Work item: Every line of the data below that holds the string "mouth" needs to be reported.

*** Opening of The records ***

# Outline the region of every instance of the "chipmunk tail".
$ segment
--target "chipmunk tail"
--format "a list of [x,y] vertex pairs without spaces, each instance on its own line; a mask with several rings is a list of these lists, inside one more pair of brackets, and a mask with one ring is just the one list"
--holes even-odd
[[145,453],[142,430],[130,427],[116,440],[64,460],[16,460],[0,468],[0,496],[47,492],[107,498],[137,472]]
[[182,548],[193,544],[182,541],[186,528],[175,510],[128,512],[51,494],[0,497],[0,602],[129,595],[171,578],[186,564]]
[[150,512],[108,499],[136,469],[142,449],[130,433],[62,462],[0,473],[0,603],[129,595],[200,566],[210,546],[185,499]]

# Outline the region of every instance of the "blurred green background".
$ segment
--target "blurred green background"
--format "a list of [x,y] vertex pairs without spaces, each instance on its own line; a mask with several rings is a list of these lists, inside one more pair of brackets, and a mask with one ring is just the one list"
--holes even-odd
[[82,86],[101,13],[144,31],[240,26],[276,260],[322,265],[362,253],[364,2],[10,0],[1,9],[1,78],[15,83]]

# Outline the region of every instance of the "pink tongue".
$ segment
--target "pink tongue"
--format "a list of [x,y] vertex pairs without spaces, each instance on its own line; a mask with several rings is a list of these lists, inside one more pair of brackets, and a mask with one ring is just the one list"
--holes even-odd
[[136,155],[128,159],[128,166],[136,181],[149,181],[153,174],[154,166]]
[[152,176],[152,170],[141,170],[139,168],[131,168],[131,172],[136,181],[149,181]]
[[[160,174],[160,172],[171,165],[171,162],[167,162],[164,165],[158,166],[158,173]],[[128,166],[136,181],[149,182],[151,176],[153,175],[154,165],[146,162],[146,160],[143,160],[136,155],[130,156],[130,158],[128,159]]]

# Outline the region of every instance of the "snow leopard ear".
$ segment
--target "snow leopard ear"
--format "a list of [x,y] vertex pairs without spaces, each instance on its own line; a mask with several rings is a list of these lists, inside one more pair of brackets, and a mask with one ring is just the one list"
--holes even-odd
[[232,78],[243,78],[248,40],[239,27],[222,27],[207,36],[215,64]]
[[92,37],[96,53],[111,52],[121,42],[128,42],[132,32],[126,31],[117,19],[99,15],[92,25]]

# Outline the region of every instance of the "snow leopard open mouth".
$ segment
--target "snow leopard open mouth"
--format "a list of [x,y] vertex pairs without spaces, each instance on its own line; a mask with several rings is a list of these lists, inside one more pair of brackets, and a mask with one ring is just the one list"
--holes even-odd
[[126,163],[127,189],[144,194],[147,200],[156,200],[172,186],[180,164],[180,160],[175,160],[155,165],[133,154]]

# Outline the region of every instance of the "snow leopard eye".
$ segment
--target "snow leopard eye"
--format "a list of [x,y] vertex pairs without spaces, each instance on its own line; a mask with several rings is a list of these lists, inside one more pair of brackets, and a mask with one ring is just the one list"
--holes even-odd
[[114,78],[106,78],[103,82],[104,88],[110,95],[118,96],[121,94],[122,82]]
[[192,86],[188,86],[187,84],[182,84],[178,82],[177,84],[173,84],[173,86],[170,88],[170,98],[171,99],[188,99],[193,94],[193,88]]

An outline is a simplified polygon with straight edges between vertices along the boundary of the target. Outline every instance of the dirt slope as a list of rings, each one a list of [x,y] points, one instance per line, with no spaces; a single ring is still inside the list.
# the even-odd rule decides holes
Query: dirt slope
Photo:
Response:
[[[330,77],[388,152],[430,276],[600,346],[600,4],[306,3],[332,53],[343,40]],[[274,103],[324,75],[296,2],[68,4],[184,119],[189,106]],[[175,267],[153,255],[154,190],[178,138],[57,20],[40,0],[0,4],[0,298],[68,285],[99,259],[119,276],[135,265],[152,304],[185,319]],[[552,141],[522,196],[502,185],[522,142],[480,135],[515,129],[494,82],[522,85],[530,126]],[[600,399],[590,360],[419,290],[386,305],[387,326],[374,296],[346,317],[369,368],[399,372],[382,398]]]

*** Close of The records ***

Exercise output:
# Outline the region of every instance of the "snow leopard open mouth".
--target "snow leopard open mouth"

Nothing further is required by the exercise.